━━━━━ Texto proporcionado ━━━━━

Uno comprende el desencanto que les puede entrar a los bienpensantes de estas y de otras latitudes: “Jopelines, con lo majos que parecían estos gaditanos y ahora les han subarrendado a los vascos la kale borroka en desuso”. Sin embargo, los viejos del lugar quizá recuerden como a este confín, en ciertos círculos de la dictadura, le llamaban EusCádiz por su alto grado de conflicto. Lo de se armó La Naval seguro que se inventó aquí, como aquí inventaron la palabra cursi o la palabra paraíso, referida al gallinero de los teatros.  

Demasiados años encerrados con un juguete roto, el de los astilleros, que ya llegaron a cerrar hace un siglo hasta que los reabrió por lo privado Horacio Echevarrieta, aquel vasco tan heterodoxo que lo mismo se las ventiló como espía alemán para el almirante Canaris que en la trena por revender armas del ejército español a la revolución de Asturias. Luego, vino otra vez Papá Estado, hasta que dejó de cumplir sus obligaciones por aquello de la reconversión, la deslocalización de nuestros calafates, los inicios de la globalización, que eso sí que tiene más malange que una comparsa de Andorra.

━━━━━ Filas ━━━━━

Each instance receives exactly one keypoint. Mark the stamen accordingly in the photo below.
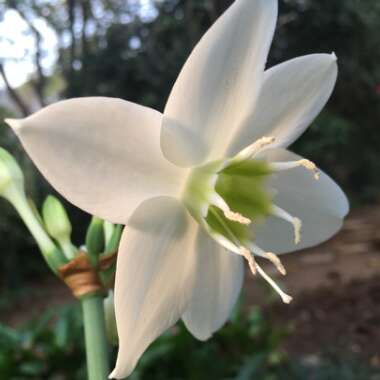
(285, 297)
(297, 223)
(255, 148)
(250, 258)
(220, 203)
(273, 258)
(309, 165)
(236, 217)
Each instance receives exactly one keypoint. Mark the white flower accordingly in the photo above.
(200, 187)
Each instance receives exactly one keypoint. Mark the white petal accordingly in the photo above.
(320, 204)
(102, 154)
(218, 281)
(292, 95)
(218, 83)
(153, 277)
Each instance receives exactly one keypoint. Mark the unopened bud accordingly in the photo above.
(58, 225)
(12, 189)
(11, 177)
(109, 313)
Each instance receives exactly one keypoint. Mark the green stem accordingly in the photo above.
(51, 253)
(95, 337)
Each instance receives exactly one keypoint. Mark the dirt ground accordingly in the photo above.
(336, 290)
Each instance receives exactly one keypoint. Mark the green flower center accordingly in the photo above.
(228, 197)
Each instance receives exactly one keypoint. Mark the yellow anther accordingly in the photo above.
(236, 217)
(250, 259)
(275, 260)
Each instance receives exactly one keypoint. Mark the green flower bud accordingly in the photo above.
(95, 240)
(12, 189)
(109, 313)
(58, 225)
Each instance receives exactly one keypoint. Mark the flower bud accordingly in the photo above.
(58, 225)
(95, 240)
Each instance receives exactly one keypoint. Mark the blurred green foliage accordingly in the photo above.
(249, 347)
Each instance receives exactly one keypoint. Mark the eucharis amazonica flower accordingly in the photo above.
(203, 187)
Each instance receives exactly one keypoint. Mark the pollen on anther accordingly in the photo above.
(309, 165)
(236, 217)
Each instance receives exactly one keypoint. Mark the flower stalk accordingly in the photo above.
(95, 337)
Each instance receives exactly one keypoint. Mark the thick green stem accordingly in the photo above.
(95, 337)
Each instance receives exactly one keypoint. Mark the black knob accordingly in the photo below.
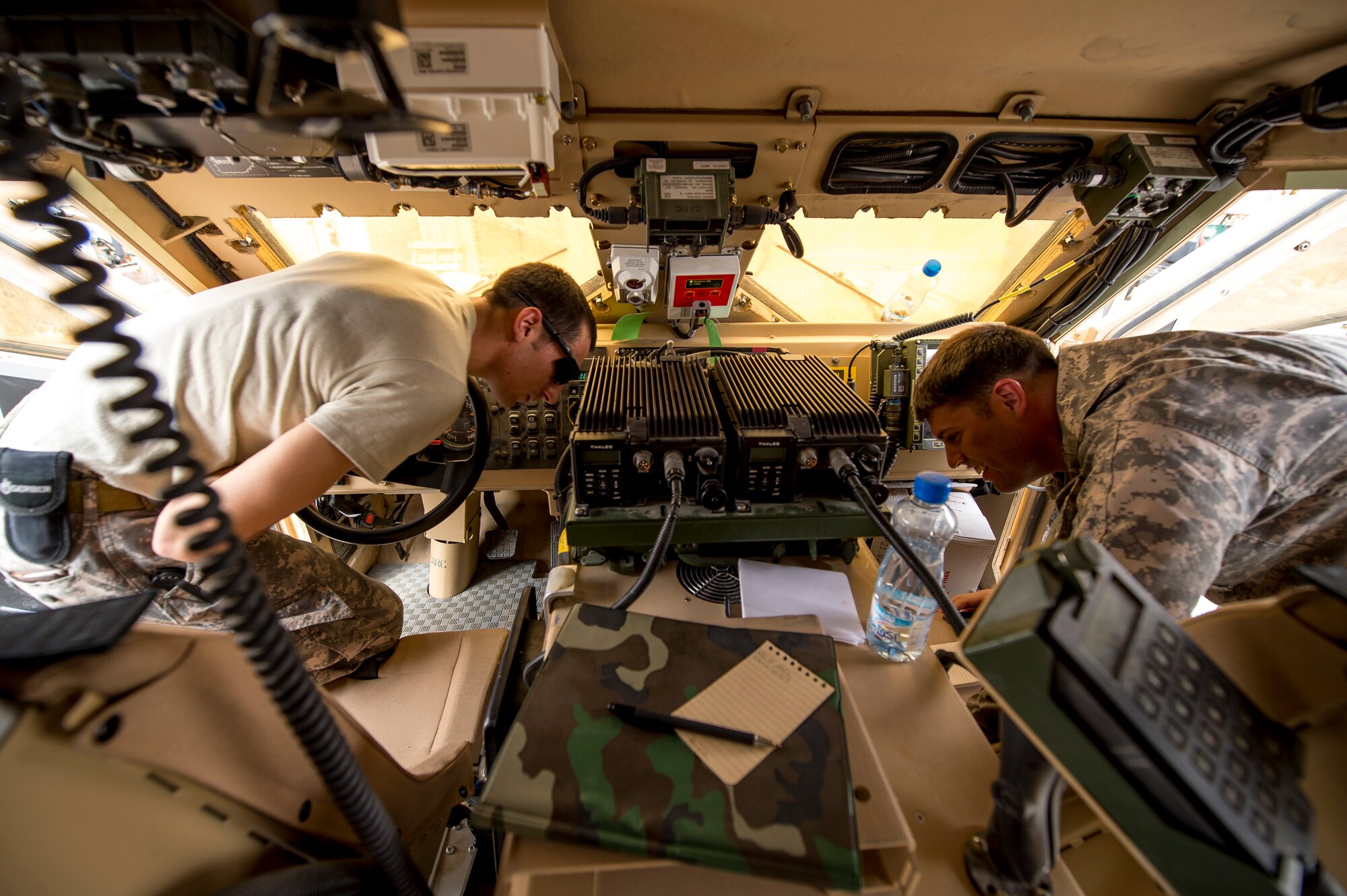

━━━━━

__Tareas por completar__.
**A)** Indica si cada afirmación coincide con el texto proporcionado, respondiendo sí o no y citando literalmente las palabras que lo deciden: (i) en ciertos círculos de la dictadura a este confín se le llamaba EusCádiz; (ii) los astilleros los reabrió el Estado; (iii) Horacio Echevarrieta actuó como espía alemán para el almirante Canaris.
**B)** Según el texto proporcionado, ¿qué palabra inventada aquí se refería al gallinero de los teatros?
**C)** Reproduce el fragmento del texto proporcionado desde "Demasiados años encerrados" hasta "comparsa de Andorra.", ambos incluidos.
Para resolver lo que se pide, apóyate solo en el texto proporcionado.

__Las respuestas__.
**A)**
(i) Sí: «en ciertos círculos de la dictadura, le llamaban EusCádiz por su alto grado de conflicto».
(ii) No: «hasta que los reabrió por lo privado Horacio Echevarrieta».
(iii) Sí: «se las ventiló como espía alemán para el almirante Canaris».

**B)** La palabra paraíso.

**C)**
Demasiados años encerrados con un juguete roto, el de los astilleros, que ya llegaron a cerrar hace un siglo hasta que los reabrió por lo privado Horacio Echevarrieta, aquel vasco tan heterodoxo que lo mismo se las ventiló como espía alemán para el almirante Canaris que en la trena por revender armas del ejército español a la revolución de Asturias. Luego, vino otra vez Papá Estado, hasta que dejó de cumplir sus obligaciones por aquello de la reconversión, la deslocalización de nuestros calafates, los inicios de la globalización, que eso sí que tiene más malange que una comparsa de Andorra.